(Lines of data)
★ ★ ★ ★ ★ ★ ★
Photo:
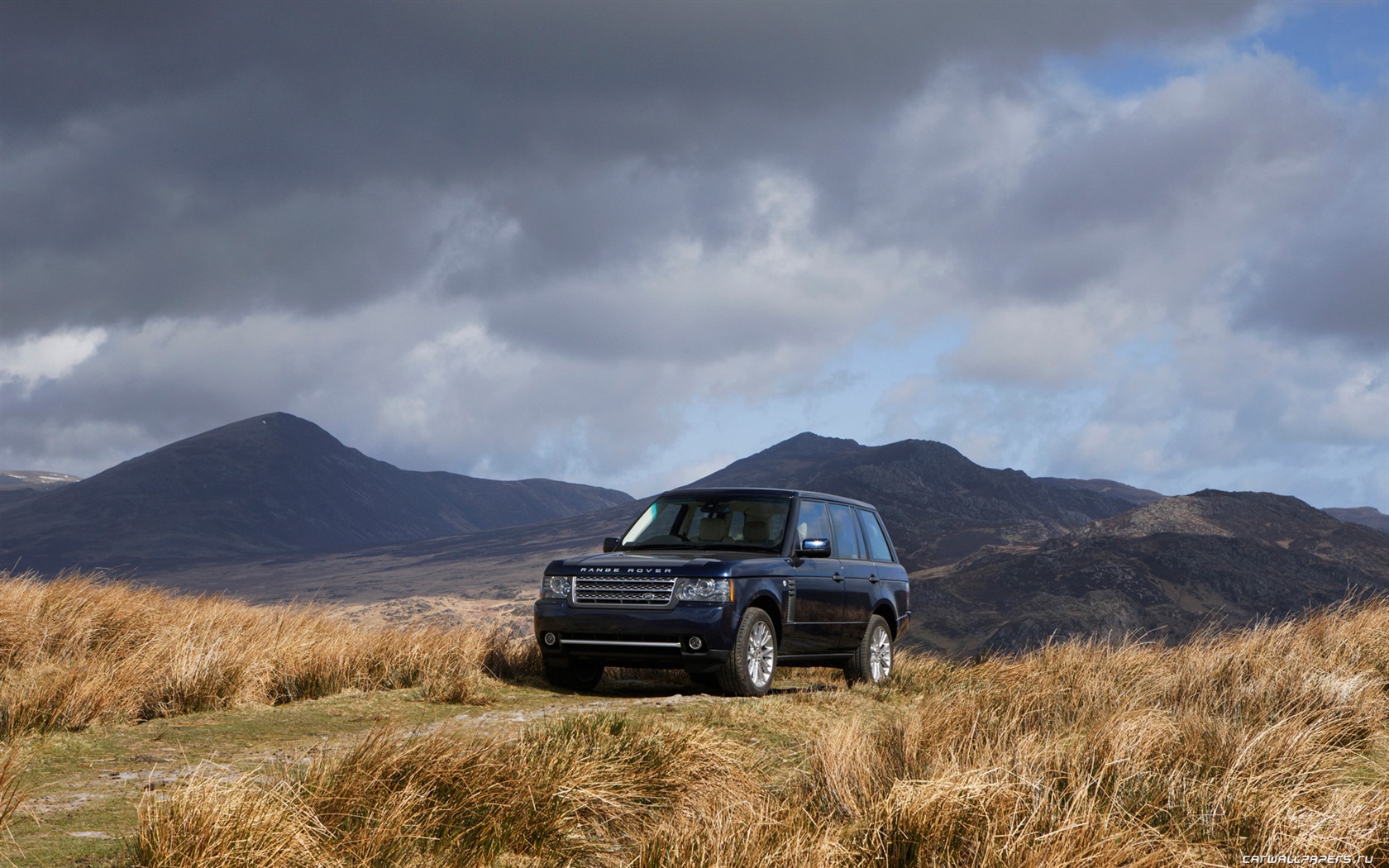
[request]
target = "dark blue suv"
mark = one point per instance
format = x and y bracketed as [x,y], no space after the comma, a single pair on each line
[729,584]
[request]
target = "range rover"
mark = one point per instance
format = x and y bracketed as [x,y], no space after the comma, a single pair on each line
[729,585]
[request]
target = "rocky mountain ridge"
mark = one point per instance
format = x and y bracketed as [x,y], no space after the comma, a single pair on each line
[271,484]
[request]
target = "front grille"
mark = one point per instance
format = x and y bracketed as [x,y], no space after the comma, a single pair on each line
[623,592]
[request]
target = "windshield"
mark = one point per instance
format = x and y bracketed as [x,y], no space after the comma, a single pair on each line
[710,522]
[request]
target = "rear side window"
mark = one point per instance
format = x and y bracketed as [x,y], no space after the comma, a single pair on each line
[878,547]
[846,532]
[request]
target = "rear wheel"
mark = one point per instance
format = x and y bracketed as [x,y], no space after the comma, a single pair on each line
[872,657]
[753,663]
[578,675]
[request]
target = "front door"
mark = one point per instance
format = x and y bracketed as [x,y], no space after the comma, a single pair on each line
[820,589]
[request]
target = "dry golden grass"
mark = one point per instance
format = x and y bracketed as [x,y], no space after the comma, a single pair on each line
[12,794]
[581,790]
[1258,742]
[1268,741]
[81,651]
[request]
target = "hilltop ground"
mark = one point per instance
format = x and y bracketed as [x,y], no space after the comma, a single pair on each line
[147,729]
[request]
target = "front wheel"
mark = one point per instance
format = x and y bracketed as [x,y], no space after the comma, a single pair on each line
[753,663]
[872,657]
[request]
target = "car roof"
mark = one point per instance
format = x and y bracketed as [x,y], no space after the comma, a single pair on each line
[761,492]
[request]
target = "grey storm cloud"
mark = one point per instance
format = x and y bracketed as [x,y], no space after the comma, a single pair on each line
[557,238]
[227,157]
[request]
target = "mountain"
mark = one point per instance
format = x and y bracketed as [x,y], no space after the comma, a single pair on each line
[1368,517]
[22,486]
[938,504]
[271,484]
[1139,498]
[1162,571]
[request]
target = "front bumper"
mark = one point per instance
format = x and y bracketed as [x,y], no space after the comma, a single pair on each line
[633,637]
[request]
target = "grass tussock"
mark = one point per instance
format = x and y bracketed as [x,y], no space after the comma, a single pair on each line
[1260,742]
[577,790]
[12,792]
[78,651]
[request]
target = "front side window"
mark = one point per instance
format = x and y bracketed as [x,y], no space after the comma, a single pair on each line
[710,522]
[813,522]
[846,532]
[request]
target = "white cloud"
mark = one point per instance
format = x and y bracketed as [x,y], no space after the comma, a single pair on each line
[50,355]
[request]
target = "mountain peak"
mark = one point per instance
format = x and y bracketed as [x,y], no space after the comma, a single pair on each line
[267,484]
[810,445]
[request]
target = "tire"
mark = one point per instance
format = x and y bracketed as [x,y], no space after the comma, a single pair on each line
[578,675]
[753,663]
[874,656]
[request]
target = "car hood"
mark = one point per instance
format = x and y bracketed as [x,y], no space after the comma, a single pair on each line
[670,563]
★ ★ ★ ★ ★ ★ ★
Short problem
Count the lines above that contain the string "front", with uppercase and lowercase treated as different, and give only the number.

Response for this exercise
5